| PAGE EXCERPT |
--- Begin ---

I think what magnum was trying to say is the rear of the bullet is heavier than the front section, like if you put a weight on that 2 by 4 on one end he is balancing. So the center of the bullet lengthwise, is not the centroid of the weight.


----------



## DuaneinND (Jan 22, 2005)

Bullet shape and weight is a factor along with the length.
Case in point is the 70gr Speer semi round nose. This bullet was designed for use in a 14 twist 222Rem.
BT bullets tend to be less stable for a couple of reasons.
Imperfections in concentricity are multiplied by the gas escaping as the bullet starts to exit the muzzle. As a bullet exits more of the "gas" pressure escapes on one side than the other which would cause any bullet to "tip", this is magnified for a BT because part of the bullet is still inside the barrel and is "pushed" even more off center. 
A less than perfect crown will multiply the effect.
Most of the time a BT bullet has a shorter bearing surface and has a higher o'give which requires a slightly faster twist, which once again multiplies any imperfections in the bullet or crown.

--- End ---

| ENTRIES PROVIDED |
--- Begin ---

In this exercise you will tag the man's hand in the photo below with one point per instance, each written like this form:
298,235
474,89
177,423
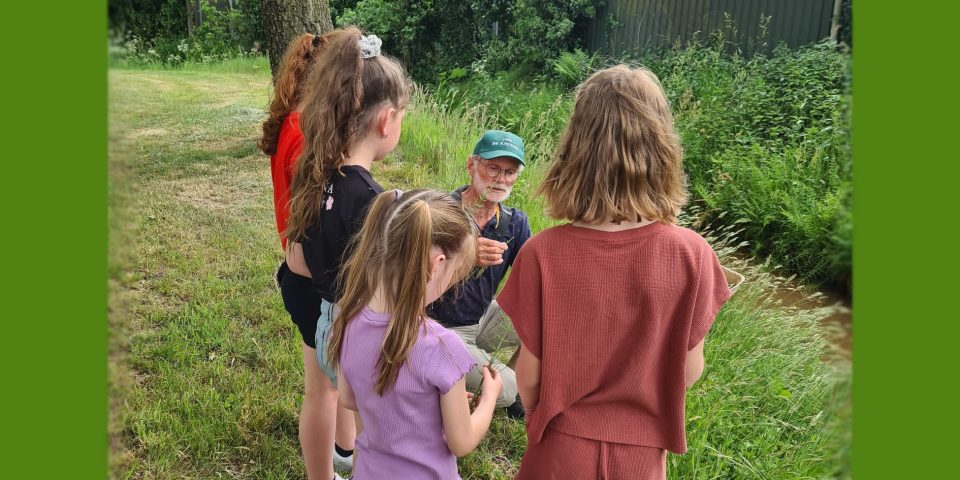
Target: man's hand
489,252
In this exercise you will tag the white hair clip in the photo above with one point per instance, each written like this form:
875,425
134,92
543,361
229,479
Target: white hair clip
369,46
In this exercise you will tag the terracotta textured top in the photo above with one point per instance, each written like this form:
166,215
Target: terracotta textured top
611,316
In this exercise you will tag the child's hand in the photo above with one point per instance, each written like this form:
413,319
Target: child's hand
492,384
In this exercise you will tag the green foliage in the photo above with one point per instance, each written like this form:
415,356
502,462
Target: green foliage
571,68
207,379
766,139
428,36
157,34
540,30
434,36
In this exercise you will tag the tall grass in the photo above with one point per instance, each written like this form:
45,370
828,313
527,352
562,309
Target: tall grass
206,380
766,139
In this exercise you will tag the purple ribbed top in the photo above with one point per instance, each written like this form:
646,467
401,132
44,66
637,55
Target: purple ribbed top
402,433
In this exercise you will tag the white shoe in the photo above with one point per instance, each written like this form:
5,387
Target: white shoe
343,463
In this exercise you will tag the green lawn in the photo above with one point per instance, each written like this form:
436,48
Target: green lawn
205,366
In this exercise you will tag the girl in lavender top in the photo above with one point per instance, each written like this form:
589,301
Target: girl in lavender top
401,371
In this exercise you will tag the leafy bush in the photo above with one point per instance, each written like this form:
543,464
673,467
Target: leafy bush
435,36
571,68
538,31
766,139
156,33
427,36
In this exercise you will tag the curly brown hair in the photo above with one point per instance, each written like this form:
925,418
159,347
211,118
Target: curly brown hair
299,58
619,158
343,93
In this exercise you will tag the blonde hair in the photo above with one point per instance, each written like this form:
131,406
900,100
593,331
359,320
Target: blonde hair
619,158
392,251
343,93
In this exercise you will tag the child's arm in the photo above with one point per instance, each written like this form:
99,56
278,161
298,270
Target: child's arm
346,394
528,379
693,368
463,430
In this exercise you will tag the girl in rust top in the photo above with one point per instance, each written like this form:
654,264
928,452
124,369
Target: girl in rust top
613,307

--- End ---

| TASK INSTRUCTIONS |
[1] In the bullet stability thread, the sentence "Bullet shape and weight is a factor along with the length" names several factors. List all of them.
[2] From the bullet stability thread, extract everything from "Case in point" down to "couple of reasons.".
The records are separate material and are not part of the bullet stability thread.

| RESPONSES FOR EACH TASK |
[1] Shape, weight, and length.

[2]
Case in point is the 70gr Speer semi round nose. This bullet was designed for use in a 14 twist 222Rem.
BT bullets tend to be less stable for a couple of reasons.